--- start of Listing ---

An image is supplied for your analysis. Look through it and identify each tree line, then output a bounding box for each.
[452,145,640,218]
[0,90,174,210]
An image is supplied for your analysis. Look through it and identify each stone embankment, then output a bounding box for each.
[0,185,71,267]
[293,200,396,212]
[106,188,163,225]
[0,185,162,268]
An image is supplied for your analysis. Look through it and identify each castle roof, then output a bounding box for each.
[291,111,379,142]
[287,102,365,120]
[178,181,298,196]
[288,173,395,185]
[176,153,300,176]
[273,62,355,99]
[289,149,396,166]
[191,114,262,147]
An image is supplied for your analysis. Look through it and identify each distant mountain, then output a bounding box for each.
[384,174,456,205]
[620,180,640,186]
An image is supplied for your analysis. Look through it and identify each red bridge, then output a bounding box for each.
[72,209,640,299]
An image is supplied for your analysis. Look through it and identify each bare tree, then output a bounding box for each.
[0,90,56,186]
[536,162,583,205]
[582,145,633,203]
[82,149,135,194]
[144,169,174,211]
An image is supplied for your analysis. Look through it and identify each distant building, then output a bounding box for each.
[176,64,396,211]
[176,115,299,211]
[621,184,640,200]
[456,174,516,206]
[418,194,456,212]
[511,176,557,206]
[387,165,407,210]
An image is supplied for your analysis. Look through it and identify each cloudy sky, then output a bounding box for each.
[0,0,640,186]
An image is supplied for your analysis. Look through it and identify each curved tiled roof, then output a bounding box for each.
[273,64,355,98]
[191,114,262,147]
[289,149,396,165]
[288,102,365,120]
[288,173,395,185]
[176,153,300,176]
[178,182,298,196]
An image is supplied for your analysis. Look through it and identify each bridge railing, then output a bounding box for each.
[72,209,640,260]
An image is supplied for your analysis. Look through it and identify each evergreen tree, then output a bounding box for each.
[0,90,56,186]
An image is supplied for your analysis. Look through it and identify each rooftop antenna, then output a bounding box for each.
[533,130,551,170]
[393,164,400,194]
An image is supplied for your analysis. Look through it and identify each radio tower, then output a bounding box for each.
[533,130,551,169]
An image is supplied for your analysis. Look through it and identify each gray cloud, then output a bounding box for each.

--- end of Listing ---

Do this:
Could you repeat the part of the listing from the line containing "mountain, then output a bounding box for each." through the line containing "[72,209,640,299]", swapping "red bridge" for "stone bridge" and leaving everything else unchanged?

Result of this task:
An image is supplied for your analysis. Look through it and identify each distant mountain, then output a bounding box for each.
[384,174,456,205]
[620,180,640,186]
An image is supplied for your analysis. Look through it and identify each stone bridge, then output a bounding box for each.
[72,209,640,299]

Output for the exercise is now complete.